How many lines of the records contain the string "surface"? Case counts; reply with the number only.

────────────────────────────────────────

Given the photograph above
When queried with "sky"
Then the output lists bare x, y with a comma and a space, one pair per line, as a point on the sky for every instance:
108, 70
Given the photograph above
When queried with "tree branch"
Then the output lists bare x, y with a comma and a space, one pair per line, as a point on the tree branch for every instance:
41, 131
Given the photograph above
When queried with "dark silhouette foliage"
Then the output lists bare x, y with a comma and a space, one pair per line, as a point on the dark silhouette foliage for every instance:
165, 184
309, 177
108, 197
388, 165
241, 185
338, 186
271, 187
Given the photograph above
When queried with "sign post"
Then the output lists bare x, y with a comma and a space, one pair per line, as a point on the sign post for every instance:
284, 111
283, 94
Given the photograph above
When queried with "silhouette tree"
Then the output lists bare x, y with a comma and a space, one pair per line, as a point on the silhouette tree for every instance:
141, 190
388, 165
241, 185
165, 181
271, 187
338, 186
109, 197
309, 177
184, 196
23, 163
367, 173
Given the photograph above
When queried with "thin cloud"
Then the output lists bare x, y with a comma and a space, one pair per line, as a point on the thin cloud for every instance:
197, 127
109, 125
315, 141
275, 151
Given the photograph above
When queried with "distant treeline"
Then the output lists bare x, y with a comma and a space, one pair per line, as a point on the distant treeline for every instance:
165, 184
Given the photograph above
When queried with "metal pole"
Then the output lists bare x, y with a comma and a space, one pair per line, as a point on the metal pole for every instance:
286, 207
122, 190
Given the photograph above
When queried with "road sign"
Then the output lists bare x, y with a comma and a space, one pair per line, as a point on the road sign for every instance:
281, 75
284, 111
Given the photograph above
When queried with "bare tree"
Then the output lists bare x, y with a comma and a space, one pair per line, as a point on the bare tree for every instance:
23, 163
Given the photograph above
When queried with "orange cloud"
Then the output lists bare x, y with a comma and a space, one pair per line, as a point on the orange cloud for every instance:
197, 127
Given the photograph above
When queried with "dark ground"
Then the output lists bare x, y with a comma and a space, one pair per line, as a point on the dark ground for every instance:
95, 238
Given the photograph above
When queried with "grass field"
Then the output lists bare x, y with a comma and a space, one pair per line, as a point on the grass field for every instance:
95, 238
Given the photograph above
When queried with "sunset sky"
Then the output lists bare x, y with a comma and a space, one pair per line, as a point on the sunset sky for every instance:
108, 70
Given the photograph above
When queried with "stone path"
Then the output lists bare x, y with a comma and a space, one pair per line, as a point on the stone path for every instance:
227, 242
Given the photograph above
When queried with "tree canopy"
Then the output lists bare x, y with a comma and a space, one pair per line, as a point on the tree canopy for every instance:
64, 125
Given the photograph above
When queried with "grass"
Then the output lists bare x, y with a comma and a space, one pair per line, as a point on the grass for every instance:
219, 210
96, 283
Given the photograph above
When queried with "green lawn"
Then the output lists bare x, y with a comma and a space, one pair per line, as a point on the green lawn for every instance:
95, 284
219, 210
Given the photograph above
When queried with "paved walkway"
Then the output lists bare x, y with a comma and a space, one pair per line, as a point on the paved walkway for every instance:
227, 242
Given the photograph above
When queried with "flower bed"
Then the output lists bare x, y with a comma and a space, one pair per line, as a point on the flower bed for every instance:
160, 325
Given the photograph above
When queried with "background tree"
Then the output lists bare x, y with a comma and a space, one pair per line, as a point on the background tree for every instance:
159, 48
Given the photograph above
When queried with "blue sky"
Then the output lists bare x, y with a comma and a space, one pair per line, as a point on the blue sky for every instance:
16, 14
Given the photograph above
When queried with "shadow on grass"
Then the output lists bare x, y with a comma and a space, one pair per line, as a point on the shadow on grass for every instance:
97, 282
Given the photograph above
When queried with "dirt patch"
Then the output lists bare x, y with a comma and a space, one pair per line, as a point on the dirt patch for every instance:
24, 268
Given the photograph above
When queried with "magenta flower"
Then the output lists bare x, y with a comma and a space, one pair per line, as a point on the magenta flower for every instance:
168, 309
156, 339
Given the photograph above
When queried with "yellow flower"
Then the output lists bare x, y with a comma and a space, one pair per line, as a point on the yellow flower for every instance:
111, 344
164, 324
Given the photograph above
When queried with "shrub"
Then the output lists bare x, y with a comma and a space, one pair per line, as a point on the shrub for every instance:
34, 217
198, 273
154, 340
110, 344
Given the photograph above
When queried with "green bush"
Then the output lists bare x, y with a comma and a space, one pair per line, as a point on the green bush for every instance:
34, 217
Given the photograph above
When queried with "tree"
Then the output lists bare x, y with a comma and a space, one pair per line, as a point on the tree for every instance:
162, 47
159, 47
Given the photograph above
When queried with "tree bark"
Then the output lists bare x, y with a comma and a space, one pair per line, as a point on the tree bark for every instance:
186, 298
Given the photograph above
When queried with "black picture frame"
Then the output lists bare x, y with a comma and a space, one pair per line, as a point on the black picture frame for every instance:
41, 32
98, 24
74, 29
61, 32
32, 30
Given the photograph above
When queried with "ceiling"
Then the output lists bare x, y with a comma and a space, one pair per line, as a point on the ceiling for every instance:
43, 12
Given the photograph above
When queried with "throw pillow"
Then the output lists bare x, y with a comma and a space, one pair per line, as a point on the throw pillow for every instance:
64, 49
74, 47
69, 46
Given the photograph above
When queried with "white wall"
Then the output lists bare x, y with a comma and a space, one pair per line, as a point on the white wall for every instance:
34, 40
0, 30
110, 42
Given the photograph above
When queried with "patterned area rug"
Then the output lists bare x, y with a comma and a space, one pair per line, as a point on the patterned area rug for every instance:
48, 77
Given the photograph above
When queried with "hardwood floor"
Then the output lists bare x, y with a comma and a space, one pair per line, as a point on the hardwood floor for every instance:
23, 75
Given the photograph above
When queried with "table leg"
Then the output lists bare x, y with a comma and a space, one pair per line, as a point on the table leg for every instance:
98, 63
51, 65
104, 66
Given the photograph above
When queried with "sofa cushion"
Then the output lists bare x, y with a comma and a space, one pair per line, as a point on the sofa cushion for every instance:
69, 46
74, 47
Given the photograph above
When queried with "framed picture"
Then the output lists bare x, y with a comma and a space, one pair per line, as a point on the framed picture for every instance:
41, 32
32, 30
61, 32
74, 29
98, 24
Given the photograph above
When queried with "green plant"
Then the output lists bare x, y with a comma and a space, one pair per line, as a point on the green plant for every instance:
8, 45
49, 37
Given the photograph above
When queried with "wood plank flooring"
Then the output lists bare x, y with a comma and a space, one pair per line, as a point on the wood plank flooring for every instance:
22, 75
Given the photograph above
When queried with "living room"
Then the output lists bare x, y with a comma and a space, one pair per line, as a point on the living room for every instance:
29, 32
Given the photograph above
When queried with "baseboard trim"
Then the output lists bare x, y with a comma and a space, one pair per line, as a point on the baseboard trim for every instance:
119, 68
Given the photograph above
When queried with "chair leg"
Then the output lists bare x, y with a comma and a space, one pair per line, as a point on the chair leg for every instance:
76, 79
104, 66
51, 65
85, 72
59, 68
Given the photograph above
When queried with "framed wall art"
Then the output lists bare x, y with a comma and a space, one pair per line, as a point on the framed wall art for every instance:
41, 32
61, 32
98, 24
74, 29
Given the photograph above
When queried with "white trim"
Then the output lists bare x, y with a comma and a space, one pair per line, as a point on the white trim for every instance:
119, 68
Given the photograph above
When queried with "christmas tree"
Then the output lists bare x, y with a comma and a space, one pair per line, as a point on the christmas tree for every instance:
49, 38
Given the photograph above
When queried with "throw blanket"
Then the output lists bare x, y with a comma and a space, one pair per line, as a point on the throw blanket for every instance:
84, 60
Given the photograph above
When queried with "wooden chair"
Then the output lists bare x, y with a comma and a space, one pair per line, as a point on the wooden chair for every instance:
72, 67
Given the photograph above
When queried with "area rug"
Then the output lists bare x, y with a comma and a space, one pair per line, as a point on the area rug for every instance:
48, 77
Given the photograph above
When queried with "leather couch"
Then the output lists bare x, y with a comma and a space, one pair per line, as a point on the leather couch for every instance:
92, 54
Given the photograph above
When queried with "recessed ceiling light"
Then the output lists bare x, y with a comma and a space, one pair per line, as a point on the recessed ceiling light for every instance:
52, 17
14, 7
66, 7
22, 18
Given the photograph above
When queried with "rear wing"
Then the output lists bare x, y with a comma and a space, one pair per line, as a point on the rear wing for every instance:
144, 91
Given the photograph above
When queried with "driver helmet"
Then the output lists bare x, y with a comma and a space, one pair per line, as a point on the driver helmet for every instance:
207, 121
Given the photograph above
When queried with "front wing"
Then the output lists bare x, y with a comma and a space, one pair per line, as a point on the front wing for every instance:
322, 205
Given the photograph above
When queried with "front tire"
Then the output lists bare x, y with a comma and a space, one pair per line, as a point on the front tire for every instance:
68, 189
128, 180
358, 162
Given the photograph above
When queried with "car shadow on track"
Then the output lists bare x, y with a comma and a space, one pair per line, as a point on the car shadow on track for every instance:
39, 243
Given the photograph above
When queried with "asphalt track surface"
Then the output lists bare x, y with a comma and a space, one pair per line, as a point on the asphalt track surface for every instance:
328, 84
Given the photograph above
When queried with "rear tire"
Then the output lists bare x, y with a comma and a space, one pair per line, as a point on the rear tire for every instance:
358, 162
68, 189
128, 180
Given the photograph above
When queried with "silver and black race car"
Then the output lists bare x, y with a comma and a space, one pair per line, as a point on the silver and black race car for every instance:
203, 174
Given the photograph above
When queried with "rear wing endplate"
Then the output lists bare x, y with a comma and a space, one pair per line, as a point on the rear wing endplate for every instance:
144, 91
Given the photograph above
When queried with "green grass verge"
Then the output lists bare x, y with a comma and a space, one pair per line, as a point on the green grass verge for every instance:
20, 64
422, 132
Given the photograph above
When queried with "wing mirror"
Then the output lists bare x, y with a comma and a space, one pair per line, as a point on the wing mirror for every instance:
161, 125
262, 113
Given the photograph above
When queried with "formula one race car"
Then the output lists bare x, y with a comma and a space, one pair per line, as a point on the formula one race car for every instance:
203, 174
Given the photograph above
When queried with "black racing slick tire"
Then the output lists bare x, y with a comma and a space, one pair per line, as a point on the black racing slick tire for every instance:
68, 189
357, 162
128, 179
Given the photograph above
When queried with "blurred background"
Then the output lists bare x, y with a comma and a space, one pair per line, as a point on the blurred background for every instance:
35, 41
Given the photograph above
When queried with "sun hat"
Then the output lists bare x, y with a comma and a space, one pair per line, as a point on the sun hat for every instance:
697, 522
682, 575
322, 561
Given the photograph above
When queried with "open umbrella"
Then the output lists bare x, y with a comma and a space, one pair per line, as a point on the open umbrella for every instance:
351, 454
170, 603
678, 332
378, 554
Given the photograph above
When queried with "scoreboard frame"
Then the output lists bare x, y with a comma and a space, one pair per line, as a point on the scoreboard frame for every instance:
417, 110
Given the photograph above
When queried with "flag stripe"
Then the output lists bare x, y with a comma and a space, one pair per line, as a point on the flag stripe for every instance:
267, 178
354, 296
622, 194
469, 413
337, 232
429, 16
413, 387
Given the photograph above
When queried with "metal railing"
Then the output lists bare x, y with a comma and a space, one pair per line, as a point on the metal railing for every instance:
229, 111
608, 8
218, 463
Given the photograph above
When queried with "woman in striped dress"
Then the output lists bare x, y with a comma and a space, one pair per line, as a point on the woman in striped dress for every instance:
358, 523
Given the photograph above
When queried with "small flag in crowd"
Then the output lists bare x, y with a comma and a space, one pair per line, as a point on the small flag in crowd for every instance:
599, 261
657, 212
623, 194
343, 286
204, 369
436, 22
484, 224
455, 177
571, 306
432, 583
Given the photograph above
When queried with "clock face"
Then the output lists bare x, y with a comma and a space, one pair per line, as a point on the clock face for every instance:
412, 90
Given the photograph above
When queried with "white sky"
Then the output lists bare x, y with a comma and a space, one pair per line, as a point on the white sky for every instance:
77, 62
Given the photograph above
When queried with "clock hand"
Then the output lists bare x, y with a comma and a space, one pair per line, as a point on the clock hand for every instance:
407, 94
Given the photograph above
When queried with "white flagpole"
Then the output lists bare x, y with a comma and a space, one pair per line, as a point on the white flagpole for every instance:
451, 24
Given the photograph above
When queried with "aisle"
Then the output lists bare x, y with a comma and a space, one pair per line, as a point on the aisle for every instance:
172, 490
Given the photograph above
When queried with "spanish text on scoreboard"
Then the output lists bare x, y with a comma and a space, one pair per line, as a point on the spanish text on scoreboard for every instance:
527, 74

────────────────────────────────────────

Expected answer. 2